» Required action 1:
Who are the moderators named in the forum post about shooting pectinate grooming spurs?
» Required action 2:
Resume the forum post about shooting pectinate grooming spurs right after its final sentence.
[[ Extracted text open ]]
Setup for shooting pectinate grooming spurs

A forum to ask questions, post setups, and generally discuss anything having to do with photomacrography and photomicroscopy.

Moderators: Pau, rjlittlefield, ChrisR, Chris S.

Site Admin
Posts: 21400
Joined: Tue Aug 01, 2006 8:34 am
Location: Richland, Washington State, USA

Setup for shooting pectinate grooming spurs

Post by rjlittlefield »

It took me an embarrassingly long time to come up with this scheme, so I thought I'd share it out. Maybe somebody else can benefit, or at least, maybe I won't forget it.

In shooting the pectinate grooming spurs (here and here), I ran into a small problem (pardon the pun) in getting things properly aligned to photograph. The range of good viewing angles is pretty narrow, and in addition the spur and the tarsus are independently hinged to the tibia. Hence the problem: how to properly position all these parts and keep them positioned for long enough to shoot a stack.

In fresh specimens, the joints are quite flexible and prone to shift at the slightest provocation, or even with no provocation at all over the several minutes needed to shoot a high resolution stack. On the other hand, drying a specimen takes hours, it's liable to change position as it dries, and after it dries, it's very fragile. What to do, what do to? :? :-k

Here's what I came up with.
[[ Extracted text closed ]]
[[ Source data open ]]
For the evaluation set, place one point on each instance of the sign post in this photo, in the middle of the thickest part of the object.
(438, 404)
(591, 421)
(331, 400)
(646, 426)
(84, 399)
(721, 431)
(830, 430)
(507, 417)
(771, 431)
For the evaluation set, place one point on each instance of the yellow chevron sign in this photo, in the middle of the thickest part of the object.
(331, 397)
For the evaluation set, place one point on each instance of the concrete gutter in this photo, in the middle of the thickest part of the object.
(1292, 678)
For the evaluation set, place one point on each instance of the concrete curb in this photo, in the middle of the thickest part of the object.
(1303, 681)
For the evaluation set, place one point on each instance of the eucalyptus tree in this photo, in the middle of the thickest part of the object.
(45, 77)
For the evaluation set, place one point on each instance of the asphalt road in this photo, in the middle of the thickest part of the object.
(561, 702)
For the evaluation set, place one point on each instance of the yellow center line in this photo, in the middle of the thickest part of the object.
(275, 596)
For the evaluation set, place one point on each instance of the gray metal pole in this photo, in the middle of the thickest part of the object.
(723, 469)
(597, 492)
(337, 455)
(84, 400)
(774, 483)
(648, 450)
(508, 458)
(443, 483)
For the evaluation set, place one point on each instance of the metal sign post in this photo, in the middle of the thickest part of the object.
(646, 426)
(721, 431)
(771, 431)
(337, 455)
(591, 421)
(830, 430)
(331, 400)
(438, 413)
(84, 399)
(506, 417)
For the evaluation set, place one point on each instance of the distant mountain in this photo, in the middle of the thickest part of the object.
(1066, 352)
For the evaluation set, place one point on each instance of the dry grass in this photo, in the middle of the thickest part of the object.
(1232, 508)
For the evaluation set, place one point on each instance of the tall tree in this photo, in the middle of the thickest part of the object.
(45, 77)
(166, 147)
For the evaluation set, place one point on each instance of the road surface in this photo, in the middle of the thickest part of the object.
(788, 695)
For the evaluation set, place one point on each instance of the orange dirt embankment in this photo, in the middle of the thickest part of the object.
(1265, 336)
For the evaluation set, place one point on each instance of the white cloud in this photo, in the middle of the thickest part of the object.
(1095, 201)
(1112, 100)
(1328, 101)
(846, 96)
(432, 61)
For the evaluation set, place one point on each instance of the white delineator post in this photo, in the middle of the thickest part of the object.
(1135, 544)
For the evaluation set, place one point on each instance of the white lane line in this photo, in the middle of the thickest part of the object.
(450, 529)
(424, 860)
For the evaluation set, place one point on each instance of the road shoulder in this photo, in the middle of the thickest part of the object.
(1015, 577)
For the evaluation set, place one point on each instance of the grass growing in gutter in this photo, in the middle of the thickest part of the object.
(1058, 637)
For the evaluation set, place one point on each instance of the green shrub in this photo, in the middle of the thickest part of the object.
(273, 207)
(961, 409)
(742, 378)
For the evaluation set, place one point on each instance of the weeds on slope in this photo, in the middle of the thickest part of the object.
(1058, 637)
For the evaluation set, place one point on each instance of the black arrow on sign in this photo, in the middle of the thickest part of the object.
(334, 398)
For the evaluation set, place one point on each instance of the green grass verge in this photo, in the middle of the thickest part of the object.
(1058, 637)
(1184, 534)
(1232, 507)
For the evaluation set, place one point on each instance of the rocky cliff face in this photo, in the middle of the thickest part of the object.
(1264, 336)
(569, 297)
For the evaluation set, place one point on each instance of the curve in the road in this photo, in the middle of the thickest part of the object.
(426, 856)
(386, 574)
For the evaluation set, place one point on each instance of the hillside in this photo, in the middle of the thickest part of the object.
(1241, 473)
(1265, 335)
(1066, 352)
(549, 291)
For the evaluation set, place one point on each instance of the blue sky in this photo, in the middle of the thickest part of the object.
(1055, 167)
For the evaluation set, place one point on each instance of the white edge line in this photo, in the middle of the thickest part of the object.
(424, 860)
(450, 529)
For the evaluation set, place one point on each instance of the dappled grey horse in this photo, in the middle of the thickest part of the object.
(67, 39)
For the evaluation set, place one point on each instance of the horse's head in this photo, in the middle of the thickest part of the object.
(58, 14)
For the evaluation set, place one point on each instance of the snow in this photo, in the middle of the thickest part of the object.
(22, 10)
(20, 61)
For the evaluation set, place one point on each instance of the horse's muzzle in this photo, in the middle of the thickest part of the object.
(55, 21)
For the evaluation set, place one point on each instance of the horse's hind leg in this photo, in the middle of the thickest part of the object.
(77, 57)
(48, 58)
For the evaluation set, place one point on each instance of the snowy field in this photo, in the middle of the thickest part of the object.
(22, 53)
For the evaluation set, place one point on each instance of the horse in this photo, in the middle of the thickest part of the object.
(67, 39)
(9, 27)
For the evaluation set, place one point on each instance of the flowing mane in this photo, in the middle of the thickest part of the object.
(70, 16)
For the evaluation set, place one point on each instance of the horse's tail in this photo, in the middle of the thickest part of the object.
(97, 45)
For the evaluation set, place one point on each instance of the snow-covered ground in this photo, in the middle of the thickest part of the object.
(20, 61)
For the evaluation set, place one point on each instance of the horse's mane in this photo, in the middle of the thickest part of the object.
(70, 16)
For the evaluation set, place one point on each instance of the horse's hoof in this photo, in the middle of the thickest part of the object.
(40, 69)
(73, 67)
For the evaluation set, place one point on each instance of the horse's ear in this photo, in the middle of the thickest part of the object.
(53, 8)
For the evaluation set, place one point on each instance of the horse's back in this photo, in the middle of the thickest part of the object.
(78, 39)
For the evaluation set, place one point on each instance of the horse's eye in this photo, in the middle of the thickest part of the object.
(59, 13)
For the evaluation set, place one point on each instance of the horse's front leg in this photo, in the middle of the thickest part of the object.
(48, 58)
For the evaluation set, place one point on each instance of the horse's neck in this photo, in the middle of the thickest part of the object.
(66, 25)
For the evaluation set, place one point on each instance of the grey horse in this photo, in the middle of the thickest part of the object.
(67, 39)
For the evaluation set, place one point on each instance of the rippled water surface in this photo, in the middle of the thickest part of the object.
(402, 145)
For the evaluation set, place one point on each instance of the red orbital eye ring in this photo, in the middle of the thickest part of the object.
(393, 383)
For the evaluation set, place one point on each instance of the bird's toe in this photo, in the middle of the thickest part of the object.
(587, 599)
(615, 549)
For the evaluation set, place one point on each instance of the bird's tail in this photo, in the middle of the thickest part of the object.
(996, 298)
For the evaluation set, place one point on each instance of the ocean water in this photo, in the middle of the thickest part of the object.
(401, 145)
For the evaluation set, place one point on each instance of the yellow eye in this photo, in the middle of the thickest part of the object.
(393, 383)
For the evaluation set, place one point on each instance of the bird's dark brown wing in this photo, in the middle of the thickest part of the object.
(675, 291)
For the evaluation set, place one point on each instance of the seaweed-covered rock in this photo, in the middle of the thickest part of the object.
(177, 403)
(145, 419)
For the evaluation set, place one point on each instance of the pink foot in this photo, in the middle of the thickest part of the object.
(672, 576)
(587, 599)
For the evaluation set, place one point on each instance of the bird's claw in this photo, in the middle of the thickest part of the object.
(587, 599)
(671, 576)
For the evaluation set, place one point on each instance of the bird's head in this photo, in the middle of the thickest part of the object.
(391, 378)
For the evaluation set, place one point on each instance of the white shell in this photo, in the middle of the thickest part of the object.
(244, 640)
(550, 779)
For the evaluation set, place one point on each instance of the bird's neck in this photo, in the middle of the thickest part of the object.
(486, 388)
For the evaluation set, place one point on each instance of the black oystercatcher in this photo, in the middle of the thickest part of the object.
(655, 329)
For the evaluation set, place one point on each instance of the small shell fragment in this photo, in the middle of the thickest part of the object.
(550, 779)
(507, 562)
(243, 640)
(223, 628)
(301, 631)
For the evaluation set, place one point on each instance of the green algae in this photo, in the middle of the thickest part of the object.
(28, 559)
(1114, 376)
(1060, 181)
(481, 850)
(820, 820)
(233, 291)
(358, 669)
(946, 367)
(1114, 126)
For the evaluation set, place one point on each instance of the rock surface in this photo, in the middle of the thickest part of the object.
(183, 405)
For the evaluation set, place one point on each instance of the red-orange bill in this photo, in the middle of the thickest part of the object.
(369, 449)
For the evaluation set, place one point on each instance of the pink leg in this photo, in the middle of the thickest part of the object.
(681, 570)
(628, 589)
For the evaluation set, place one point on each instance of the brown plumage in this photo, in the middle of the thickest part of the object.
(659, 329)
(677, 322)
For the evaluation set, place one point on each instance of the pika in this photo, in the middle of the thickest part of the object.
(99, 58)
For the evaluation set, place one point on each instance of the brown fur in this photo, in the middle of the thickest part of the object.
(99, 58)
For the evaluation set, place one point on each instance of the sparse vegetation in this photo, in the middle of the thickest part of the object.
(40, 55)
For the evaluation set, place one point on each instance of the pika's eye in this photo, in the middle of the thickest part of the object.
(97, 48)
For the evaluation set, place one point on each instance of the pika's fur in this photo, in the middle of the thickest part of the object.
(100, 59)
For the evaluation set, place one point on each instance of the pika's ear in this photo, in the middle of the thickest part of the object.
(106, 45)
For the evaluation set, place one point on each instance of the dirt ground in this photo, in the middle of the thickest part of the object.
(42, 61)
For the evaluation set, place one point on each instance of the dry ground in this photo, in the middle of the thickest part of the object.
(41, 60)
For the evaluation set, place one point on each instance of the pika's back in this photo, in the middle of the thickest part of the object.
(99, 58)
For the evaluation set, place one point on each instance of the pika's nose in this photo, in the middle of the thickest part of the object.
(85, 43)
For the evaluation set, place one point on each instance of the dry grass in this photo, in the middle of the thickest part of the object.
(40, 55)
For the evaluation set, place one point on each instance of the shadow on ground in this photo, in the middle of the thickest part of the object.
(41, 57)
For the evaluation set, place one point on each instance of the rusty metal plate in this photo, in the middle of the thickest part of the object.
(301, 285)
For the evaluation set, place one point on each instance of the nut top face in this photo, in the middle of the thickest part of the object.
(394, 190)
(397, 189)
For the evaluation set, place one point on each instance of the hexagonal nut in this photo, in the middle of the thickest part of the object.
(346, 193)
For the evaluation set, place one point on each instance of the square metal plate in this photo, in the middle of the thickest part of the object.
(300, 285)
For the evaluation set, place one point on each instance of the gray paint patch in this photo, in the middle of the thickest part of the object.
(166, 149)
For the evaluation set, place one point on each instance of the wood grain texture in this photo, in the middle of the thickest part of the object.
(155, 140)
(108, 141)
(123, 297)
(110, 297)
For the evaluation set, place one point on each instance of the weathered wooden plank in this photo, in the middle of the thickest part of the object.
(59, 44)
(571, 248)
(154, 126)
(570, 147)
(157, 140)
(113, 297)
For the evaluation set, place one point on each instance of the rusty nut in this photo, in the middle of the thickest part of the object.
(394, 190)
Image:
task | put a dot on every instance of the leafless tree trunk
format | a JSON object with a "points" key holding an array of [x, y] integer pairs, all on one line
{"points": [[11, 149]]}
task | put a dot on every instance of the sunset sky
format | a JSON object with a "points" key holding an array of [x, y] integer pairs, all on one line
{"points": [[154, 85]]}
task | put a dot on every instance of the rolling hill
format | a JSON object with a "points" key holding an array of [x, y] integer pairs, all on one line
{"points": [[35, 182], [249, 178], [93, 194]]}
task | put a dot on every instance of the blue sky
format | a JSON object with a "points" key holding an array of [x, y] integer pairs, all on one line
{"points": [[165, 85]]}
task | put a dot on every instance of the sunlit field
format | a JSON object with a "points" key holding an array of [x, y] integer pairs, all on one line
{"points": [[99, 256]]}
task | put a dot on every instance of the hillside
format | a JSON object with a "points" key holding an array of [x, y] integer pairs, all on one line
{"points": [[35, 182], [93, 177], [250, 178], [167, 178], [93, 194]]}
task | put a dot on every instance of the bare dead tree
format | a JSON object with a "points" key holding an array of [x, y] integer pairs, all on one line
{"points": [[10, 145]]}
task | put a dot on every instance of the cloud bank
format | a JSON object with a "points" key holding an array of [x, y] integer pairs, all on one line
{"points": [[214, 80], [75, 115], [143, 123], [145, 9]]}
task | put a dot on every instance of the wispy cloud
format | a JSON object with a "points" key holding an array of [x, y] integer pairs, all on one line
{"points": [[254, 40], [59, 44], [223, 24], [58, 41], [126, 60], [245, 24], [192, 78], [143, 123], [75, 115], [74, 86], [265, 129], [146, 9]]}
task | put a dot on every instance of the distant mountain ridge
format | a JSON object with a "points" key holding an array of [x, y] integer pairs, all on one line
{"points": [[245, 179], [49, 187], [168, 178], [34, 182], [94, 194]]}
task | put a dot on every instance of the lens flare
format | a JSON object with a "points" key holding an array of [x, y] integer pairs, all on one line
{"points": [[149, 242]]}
[[ Source data closed ]]
» Exercise result 1:
Pau, rjlittlefield, ChrisR, Chris S.

» Exercise result 2:
The black pin is an entomological "minuten pin", dimensions roughly 0.4" long by 0.006" diameter (0.15 mm). The clear fiber is a single component strand separated from a piece of dental floss, diameter about 0.018 mm.

To assemble this contraption, I clipped off a leg in the middle of the femur, ran the minuten pin through the remaining half of the femur and out the knee, played with the dental floss until everything was where I wanted it, then fastened everything together with a tiny drop of superglue around the base of the femur.

As shown here, the pin is stuck into a piece of balsa wood, which in turn is fastened to a ball head (not shown). Reorienting the ball head and/or repositioning the pin in the balsa allows to get the correct viewing angle, and the pin and floss are out of the way for almost any possible angle. A piece of "gray" paper from an inkjet printer provides a neutral background -- as long as it's sufficiently OOF that you don't see the ink dots!

BTW, this pair of photos also nicely illustrates the perils of diffraction. The left image at a marked f/2.8 (effective f/9) has very limited DOF but is quite sharp in the focus plane. (Notice the glue joint and the grooming spur.) The right image, at f/22 (effective f/72) is noticeably fuzzy even when displaying almost a full frame at this 800-pixels web resolution.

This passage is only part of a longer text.